UPDATE: Cuddyer's signed a two year deal with the Mets. Decent move by New York. They seem to be stockpiling veterans to try to sneak into the playoffs and get on a Royals like hot streak with their starting pitching.
Nori Aoki
Billy Butler
Dayton Moore's first priority should be resigning these two guys. I'm a big believer in the, "keep as many guys on a good team together" idea, and Shields is gone no matter what, so there's no point in focusing too hard on him.
Torii Hunter
Just like Cuddyer, Hunter's a former Twin who someone could sign because of his intangibles for as much of a reason as his skills. There have been a lot of discussions about him possibly returning to the Twins, but I just don't see it. All he'd do is take up room that they could be giving to Hicks. On top of that, last year we saw Ryan's "sign as many former twins as possible" strategy failed miserably. I'll pass.

Friday, November 7, 2014

Scattered Thoughts on the Minnesota Sports Scene

     A ton of stuff happened in the last week so we need a column to sort through it all. Here it is.
     Obviously the big story is the Twins hiring Paul Molitor. I'm a little nervous about the fact that he's never managed before, but all the players clearly trust and respect him. Also, as the Royals taught us this October, managers are pretty overrated. I agreed with the Twins decision to fire Gardy last month, I felt like the game had passed him up, but one of his strengths was dealing with the media and pressure, something Molitor hasn't had any experience with.
     Teddy showed some serious flashes this week against Washington, going 26-42 for 268 yards and no interceptions. The deep ball is a concern, but his decision making is much better than most young quarterbacks. As great as all of that is that is, he could be even better if Turner wasn't so frustratingly stubborn about not getting Patterson more involved in the offense. Even Musgrave figured that out at one point last year. The plays don't need to be that intricate either, with Peterson leaving gave the Vikings the perfect opportunity to get him more involved from out of the backfield. He's a great weapon for Teddy to use and Turner just can't figure out what to do with him.
     You know what other Minnesota athlete made me pumped for the future this week? Mr. Andrew Christian Wiggns, that's who! He's constantly looking for his shot, and hasn't been settling for jumpers very often, one of the big knocks against him at Kansas. I haven't noticed a huge difference between this team and last year's Kevin Love lead team. Both of their losses are types of games they lost all the time last year, and the types of games the Cavaliers are already losing this year through four games, en route to a worse record than the Wolves so far. I better move on before Flip pulls a muscle patting himself on the back.

▶ _AIM 1_:
Return each line in the listing below that contains the string "handle".

Data entries:
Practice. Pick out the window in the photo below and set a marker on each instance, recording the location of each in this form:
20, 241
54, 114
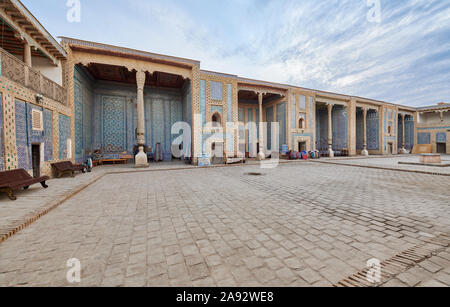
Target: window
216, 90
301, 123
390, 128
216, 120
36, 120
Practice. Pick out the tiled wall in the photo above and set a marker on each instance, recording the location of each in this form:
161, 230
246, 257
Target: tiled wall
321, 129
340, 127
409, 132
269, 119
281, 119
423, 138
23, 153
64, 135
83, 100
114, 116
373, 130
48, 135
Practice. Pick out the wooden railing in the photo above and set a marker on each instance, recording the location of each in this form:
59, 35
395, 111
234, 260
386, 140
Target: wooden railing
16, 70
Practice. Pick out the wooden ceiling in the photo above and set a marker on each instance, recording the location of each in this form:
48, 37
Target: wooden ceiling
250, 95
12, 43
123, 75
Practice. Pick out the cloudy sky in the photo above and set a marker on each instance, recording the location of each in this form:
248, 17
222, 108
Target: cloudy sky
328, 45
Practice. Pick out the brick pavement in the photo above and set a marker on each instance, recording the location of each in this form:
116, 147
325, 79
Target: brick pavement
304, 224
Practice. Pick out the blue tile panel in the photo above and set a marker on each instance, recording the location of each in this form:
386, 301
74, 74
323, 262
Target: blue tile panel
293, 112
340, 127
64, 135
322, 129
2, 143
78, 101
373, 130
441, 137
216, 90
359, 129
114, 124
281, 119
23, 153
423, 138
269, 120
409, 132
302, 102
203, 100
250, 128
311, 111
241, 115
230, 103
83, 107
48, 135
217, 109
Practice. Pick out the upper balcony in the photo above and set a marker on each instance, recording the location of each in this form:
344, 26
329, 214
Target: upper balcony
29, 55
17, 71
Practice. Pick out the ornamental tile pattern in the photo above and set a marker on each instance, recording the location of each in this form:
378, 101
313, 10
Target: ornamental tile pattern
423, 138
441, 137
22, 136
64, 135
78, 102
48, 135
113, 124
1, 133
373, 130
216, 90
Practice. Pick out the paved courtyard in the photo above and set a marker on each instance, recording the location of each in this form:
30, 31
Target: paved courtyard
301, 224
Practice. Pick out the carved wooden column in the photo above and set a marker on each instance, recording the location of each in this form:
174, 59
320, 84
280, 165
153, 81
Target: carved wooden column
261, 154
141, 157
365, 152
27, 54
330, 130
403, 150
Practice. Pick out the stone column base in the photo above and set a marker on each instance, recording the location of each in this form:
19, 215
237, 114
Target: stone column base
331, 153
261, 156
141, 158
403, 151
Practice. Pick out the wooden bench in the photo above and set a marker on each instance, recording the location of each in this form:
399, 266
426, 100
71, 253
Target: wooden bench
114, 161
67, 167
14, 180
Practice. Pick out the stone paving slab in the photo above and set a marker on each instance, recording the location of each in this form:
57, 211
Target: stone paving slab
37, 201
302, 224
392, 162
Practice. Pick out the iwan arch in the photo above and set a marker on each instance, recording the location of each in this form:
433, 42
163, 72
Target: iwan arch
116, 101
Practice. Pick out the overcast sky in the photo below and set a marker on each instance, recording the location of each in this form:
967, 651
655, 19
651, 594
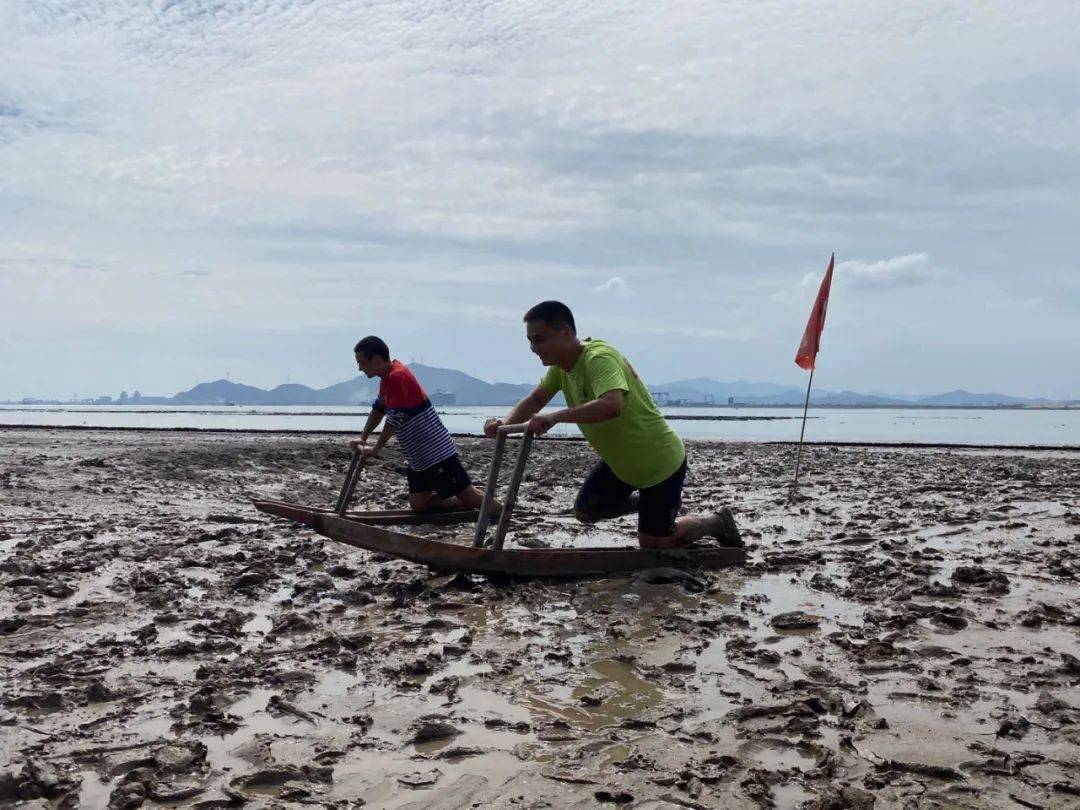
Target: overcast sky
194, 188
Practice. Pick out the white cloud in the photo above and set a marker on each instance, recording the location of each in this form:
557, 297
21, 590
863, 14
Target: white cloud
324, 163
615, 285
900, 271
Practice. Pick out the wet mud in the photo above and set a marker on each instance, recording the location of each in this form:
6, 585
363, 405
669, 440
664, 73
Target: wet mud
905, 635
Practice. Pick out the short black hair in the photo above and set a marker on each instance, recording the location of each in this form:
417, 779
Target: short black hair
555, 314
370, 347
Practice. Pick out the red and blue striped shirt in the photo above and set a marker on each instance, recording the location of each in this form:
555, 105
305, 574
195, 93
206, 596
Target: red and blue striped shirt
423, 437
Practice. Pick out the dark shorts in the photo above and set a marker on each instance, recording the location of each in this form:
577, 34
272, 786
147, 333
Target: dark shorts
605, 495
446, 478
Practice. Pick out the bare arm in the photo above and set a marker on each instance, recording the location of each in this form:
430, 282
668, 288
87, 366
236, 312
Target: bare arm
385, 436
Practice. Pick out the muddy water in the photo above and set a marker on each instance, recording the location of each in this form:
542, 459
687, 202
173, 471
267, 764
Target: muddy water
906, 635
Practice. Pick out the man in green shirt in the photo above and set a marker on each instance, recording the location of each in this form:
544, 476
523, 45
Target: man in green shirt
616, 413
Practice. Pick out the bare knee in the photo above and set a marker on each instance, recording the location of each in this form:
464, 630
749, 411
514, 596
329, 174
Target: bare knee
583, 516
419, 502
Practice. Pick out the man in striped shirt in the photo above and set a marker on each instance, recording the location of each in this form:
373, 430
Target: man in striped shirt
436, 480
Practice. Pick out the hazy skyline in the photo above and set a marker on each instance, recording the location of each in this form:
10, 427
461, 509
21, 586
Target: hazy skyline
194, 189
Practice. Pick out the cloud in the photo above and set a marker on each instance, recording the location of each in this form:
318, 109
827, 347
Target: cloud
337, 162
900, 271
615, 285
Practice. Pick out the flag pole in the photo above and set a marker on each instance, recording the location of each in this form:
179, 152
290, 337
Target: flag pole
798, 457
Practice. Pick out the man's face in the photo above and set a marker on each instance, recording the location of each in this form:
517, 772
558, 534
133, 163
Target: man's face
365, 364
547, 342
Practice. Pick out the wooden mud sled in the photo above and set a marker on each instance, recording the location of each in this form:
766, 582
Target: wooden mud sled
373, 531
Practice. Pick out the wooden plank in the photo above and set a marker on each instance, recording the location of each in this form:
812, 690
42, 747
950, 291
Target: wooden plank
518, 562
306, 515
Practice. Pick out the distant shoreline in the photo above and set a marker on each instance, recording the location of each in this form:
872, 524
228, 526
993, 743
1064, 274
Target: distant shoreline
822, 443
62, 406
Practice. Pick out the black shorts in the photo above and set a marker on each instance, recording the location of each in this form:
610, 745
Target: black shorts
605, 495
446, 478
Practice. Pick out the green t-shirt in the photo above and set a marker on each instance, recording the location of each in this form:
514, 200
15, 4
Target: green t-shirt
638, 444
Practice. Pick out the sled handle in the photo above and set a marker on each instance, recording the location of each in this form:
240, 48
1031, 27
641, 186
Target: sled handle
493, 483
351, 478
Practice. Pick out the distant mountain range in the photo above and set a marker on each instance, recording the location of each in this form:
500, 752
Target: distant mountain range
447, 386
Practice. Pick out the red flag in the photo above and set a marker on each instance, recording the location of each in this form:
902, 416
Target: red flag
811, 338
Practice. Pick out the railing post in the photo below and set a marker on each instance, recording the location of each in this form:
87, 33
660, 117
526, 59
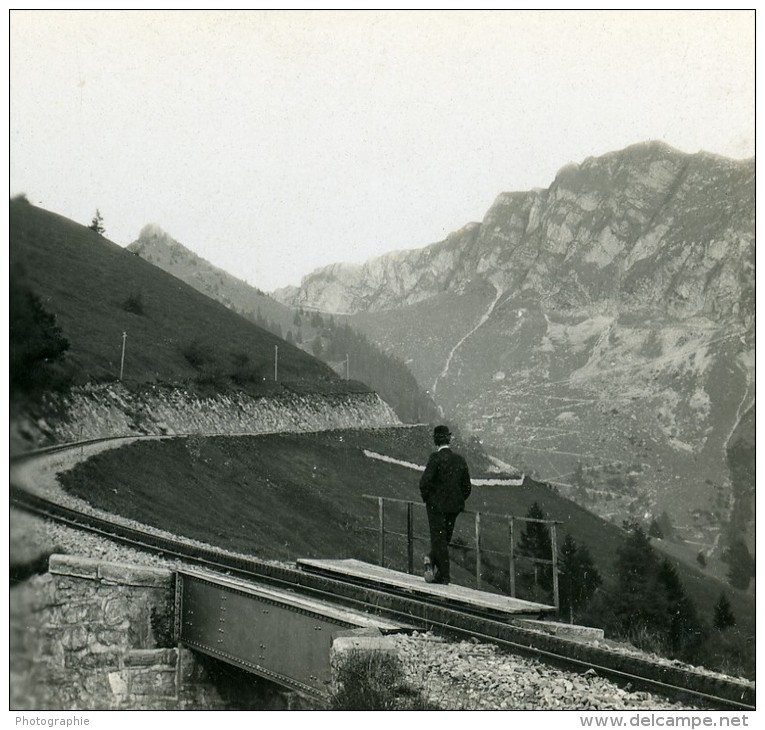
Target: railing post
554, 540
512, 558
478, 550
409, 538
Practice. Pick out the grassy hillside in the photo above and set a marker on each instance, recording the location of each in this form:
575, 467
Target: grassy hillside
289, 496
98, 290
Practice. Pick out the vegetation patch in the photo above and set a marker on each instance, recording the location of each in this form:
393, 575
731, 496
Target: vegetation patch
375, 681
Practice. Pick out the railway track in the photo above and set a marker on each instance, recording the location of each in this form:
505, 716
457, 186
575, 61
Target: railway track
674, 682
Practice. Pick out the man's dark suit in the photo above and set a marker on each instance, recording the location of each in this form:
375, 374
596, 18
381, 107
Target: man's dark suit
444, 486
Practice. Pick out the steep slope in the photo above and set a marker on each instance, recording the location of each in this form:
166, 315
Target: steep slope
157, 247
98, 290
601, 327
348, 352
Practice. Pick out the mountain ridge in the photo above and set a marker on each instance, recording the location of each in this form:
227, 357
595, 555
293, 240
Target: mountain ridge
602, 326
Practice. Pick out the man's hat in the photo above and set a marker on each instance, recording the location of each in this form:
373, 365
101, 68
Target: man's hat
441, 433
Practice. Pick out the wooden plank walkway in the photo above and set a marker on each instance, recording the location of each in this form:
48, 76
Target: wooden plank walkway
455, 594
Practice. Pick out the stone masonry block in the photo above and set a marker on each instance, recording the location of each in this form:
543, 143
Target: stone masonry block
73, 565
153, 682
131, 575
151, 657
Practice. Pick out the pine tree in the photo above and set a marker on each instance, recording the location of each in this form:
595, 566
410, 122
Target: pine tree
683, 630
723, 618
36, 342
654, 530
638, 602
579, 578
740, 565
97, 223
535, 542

▶ _AIM 2_:
Print the Minnesota sports column above from "You know what" up to and including "on the back.".

▶ _PROBLEM SOLUTION 1_:
Practice. Pick out the sled handle in the photo above and set a marker on each instance, recording the location of each in this form:
Target: sled handle

▶ _PROBLEM SOLUTION 2_:
You know what other Minnesota athlete made me pumped for the future this week? Mr. Andrew Christian Wiggns, that's who! He's constantly looking for his shot, and hasn't been settling for jumpers very often, one of the big knocks against him at Kansas. I haven't noticed a huge difference between this team and last year's Kevin Love lead team. Both of their losses are types of games they lost all the time last year, and the types of games the Cavaliers are already losing this year through four games, en route to a worse record than the Wolves so far. I better move on before Flip pulls a muscle patting himself on the back.